In our column this week, Keith O’Donovan of O’Donovan Lavin Accountants & Business Advisors discusses The Liquidation process, Safeguards for Company Directors in an Insolvency situation and the process of restoring a Company after liquidation or strike-off:

Following on from the first part of this discussion, I would like to bring to the reader’s attention, the Liquidation process of terminating a business in Ireland.


A Company can be liquidated by; (i) the Members, (ii) the Creditors or (iii) the Order of the Court. All three methods ultimately result in the same conclusion, the dissolution of the Company. The individual circumstances of the Company will influence which method of liquidation is put into operation.

In essence, once the Liquidator has been appointed to the Company, he/she must collect and realise all of the assets of the Company, apply the proceeds in satisfaction of his own costs and expenses, procure the payment of creditors in full and the payment of the balance, if any, to the members. The Liquidator has also got a responsibility to produce a Section 56 Report (findings into the demise of the Company) to the Director of Corporate Enforcement on the six month anniversary of the Company being placed into liquidation. If it transpires in the investigation process that the Directors are guilty of conduct such as fraudulent or reckless trading, failure to keep proper books & records, etc. , the Directors may be made personally liable for the debts of the Company.

Directors often encounter various predicaments when faced with the potential uncertainty of insolvency. I have put together a few points which will assist any Director in the conduct of their duties at all times should the situation arise:

  1. Ensure to act honestly, responsibly and exercise your powers in good faith and in the best interests of the Company.
  2. As an officer of the Company, always carry out your functions as Director with due care, skill and diligence.
  3. Always maintain proper books and records on a continuous and consistent basis as otherwise, this may work against you when investigations into the demise of the Company are being carried out.
  4. Ensure annual accounts are prepared from the information contained in the Company’s books of account and other relevant information.
  5. Always maintain and file relevant returns with the Companies Registration Office (CRO) and the Revenue Commissioners.
  6. Ensure Annual and Extraordinary General Meetings are convened when necessary and keep appropriate minutes of same.
  7. Never make a secret profit from your position unless it is disclosed to the Company.
  8. There is a fiduciary relationship between a Company and its Directors. Therefore, you are required by law to disclose your own personal interests in any contracts entered into by the Company and such a disclosure should always be recorded in the minutes of any meetings concerned.
  9. Ensure that you do not carry out any reckless or fraudulent trading as to do so, you may be held personally liable for some or all debts of the Company and/or receive a criminal record.
  10. Under Company law, a Company is forbidden from entering into certain transactions with any of its Directors or individuals connected to its Directors.
  11. Always co-operate with the Liquidator, Receiver or Examiner, as appointed.
::::
■ Required action 1
Identify every row containing the string "positive".
The rows that follow bear no relation to the column on liquidation.
::::
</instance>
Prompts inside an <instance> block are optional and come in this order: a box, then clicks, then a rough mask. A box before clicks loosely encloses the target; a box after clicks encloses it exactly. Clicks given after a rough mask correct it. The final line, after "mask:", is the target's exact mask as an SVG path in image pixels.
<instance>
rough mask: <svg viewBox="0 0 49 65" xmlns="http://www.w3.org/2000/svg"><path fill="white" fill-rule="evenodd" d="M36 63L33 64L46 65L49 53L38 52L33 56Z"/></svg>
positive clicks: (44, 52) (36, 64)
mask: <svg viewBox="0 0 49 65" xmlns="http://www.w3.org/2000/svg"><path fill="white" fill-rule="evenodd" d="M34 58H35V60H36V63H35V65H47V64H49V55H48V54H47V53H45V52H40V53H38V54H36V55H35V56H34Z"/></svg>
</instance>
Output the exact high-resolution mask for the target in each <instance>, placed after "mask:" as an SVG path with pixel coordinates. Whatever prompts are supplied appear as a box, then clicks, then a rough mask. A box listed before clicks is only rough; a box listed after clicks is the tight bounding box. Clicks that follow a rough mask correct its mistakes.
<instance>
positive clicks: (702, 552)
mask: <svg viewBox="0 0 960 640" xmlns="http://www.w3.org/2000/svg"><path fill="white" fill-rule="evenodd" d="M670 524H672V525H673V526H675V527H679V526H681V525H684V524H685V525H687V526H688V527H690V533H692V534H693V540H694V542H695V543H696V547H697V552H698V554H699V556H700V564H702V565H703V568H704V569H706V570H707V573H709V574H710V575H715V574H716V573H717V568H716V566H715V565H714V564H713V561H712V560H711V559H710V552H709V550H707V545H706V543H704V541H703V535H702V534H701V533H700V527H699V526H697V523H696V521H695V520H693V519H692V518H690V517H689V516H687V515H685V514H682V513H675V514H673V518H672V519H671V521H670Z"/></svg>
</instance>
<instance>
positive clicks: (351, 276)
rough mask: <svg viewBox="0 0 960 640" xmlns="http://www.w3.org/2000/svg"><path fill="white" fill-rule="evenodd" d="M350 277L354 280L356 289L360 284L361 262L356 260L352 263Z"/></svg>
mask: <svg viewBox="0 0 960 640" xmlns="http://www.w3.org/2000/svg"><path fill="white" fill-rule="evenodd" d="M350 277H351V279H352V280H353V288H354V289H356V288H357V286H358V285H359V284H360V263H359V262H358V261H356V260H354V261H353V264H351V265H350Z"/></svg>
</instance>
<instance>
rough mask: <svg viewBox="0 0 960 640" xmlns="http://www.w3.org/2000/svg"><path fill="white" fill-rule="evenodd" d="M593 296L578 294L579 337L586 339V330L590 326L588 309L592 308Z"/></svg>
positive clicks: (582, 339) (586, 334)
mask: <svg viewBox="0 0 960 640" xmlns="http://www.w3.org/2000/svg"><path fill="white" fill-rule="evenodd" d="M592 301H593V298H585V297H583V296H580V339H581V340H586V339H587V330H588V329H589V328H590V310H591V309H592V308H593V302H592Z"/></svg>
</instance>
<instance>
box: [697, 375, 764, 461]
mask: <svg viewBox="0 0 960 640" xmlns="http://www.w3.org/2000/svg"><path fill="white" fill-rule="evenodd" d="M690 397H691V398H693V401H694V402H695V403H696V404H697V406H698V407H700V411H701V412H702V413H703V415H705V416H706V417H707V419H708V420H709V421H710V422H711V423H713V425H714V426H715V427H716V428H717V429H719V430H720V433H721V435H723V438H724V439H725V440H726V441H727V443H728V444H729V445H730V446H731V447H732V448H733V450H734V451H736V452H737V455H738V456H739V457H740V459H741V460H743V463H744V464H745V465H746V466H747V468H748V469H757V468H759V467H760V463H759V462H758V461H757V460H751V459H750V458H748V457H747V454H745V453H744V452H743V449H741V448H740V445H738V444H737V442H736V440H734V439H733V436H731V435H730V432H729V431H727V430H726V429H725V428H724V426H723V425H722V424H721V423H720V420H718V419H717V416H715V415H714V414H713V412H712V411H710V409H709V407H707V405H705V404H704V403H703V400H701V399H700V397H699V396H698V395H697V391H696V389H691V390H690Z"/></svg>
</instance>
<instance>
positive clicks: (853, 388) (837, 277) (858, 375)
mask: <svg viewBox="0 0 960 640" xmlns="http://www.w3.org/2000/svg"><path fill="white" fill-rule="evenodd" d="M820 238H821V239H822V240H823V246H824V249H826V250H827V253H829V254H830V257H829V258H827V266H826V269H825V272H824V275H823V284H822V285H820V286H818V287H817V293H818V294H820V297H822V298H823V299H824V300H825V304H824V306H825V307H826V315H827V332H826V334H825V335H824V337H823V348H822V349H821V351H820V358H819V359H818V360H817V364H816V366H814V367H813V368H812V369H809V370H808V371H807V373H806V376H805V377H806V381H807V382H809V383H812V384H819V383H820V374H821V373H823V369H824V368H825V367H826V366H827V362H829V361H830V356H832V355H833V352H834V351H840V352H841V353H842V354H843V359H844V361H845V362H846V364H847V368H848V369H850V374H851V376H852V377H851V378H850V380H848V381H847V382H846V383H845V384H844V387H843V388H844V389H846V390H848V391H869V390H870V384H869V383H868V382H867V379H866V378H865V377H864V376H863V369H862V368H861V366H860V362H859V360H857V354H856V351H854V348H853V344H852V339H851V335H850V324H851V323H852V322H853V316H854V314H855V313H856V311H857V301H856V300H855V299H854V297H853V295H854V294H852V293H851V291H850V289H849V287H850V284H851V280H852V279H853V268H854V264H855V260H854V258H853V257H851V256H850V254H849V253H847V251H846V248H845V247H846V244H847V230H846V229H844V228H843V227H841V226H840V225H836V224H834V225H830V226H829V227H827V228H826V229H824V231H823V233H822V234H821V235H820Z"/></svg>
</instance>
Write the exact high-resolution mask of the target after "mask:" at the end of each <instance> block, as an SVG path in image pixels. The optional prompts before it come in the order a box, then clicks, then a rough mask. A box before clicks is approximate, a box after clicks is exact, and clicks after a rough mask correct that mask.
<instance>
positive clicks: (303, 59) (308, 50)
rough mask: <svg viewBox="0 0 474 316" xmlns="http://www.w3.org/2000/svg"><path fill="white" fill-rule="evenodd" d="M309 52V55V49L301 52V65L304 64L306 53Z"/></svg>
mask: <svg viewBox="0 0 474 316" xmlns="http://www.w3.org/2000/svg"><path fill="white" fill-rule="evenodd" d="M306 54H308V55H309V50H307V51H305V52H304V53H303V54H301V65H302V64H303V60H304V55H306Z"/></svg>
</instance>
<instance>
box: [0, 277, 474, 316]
::::
■ Required action 2
Reproduce the passage of the column on liquidation from "6. Ensure Annual" to "a criminal record.".

■ Written answer 1
positive clicks: (44, 52) (36, 64)
positive clicks: (702, 552)
positive clicks: (351, 276)
positive clicks: (582, 339) (586, 334)
positive clicks: (853, 388) (837, 277) (858, 375)
positive clicks: (303, 59) (308, 50)

■ Written answer 2
6. Ensure Annual and Extraordinary General Meetings are convened when necessary and keep appropriate minutes of same.
  7. Never make a secret profit from your position unless it is disclosed to the Company.
  8. There is a fiduciary relationship between a Company and its Directors. Therefore, you are required by law to disclose your own personal interests in any contracts entered into by the Company and such a disclosure should always be recorded in the minutes of any meetings concerned.
  9. Ensure that you do not carry out any reckless or fraudulent trading as to do so, you may be held personally liable for some or all debts of the Company and/or receive a criminal record.